_REQUEST_
Recast the records below as a Markdown table with two columns, Row and Line. Put each line in its own numbered row, and leave out any blank lines.

───── RECORDS FOR THIS TASK

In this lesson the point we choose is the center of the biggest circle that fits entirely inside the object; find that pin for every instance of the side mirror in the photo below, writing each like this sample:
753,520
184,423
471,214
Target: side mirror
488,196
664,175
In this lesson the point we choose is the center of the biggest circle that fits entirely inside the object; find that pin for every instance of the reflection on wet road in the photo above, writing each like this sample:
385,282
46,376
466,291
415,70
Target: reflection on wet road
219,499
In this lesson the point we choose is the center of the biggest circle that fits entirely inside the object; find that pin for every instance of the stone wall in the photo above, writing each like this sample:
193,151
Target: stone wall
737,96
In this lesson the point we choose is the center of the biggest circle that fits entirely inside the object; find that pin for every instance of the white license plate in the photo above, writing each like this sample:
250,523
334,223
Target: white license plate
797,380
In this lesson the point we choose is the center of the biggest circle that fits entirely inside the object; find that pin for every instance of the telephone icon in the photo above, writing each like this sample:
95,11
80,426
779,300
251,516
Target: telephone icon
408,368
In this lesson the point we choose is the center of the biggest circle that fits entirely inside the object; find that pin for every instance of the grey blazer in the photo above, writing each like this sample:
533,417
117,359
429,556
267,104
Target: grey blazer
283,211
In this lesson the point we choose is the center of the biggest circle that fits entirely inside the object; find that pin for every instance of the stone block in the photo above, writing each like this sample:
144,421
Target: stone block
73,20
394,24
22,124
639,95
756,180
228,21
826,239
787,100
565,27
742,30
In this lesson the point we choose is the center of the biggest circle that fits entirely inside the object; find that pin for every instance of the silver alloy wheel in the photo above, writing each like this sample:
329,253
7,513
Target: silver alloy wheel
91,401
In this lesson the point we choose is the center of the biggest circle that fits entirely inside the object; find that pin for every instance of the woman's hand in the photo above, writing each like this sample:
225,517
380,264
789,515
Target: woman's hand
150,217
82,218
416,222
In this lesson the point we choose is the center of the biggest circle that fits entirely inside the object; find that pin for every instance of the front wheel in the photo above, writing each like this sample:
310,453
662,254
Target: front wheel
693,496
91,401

──────────

_COMPLETE RESPONSE_
| Row | Line |
|---|---|
| 1 | In this lesson the point we choose is the center of the biggest circle that fits entirely inside the object; find that pin for every instance of the side mirror in the photo below, writing each like this sample: |
| 2 | 753,520 |
| 3 | 184,423 |
| 4 | 471,214 |
| 5 | Target: side mirror |
| 6 | 488,196 |
| 7 | 664,175 |
| 8 | In this lesson the point we choose is the center of the biggest circle that fits entirely inside the object; find that pin for every instance of the reflection on wet road in the photo above, writing each like this sample: |
| 9 | 385,282 |
| 10 | 46,376 |
| 11 | 466,291 |
| 12 | 415,70 |
| 13 | Target: reflection on wet road |
| 14 | 219,499 |
| 15 | In this lesson the point we choose is the center of the biggest circle that fits entirely inside the object; find that pin for every instance of the stone wall in the photo above, writing each like this sample: |
| 16 | 193,151 |
| 17 | Target: stone wall |
| 18 | 737,96 |
| 19 | In this lesson the point we choose is the center of the biggest circle that fits entirely inside the object; find that pin for every instance of the white license plate in the photo above, writing each like this sample: |
| 20 | 250,523 |
| 21 | 334,223 |
| 22 | Target: white license plate |
| 23 | 797,380 |
| 24 | In this lesson the point we choose is the center of the biggest circle that fits entirely inside the object; find that pin for every instance of the telephone icon in the photo above, writing each like this sample: |
| 25 | 95,11 |
| 26 | 80,426 |
| 27 | 779,300 |
| 28 | 251,516 |
| 29 | Target: telephone icon |
| 30 | 408,368 |
| 31 | In this lesson the point we choose is the center of the biggest circle that fits entirely inside the object; find that pin for every instance of the grey blazer in the photo above, writing each like this sample: |
| 32 | 533,417 |
| 33 | 117,359 |
| 34 | 429,556 |
| 35 | 267,104 |
| 36 | Target: grey blazer |
| 37 | 283,211 |
| 38 | In this lesson the point we choose is the center of the biggest circle that fits entirely inside the object; find that pin for every instance of the stone block in the photo above, writing each like this sample: |
| 39 | 144,421 |
| 40 | Target: stone block |
| 41 | 73,20 |
| 42 | 394,24 |
| 43 | 22,124 |
| 44 | 639,95 |
| 45 | 756,180 |
| 46 | 228,21 |
| 47 | 826,239 |
| 48 | 787,100 |
| 49 | 565,27 |
| 50 | 742,30 |
| 51 | In this lesson the point we choose is the center of the biggest circle that fits entirely inside the object; find that pin for every instance of the silver alloy wheel in the photo above, writing each like this sample: |
| 52 | 329,253 |
| 53 | 7,513 |
| 54 | Target: silver alloy wheel |
| 55 | 91,401 |
| 56 | In this lesson the point we choose is the center of the biggest circle that fits entirely inside the object; find that pin for every instance of the woman's hand in the photo above, writing each like this sample: |
| 57 | 225,517 |
| 58 | 380,264 |
| 59 | 789,515 |
| 60 | Target: woman's hand |
| 61 | 150,217 |
| 62 | 82,218 |
| 63 | 416,222 |
| 64 | In this lesson the point we choose is the center of the biggest circle that fits entirely inside the object; find that pin for every instance of the front wheel in the photo above, writing each like this sample: |
| 65 | 310,453 |
| 66 | 662,254 |
| 67 | Target: front wheel |
| 68 | 693,496 |
| 69 | 91,401 |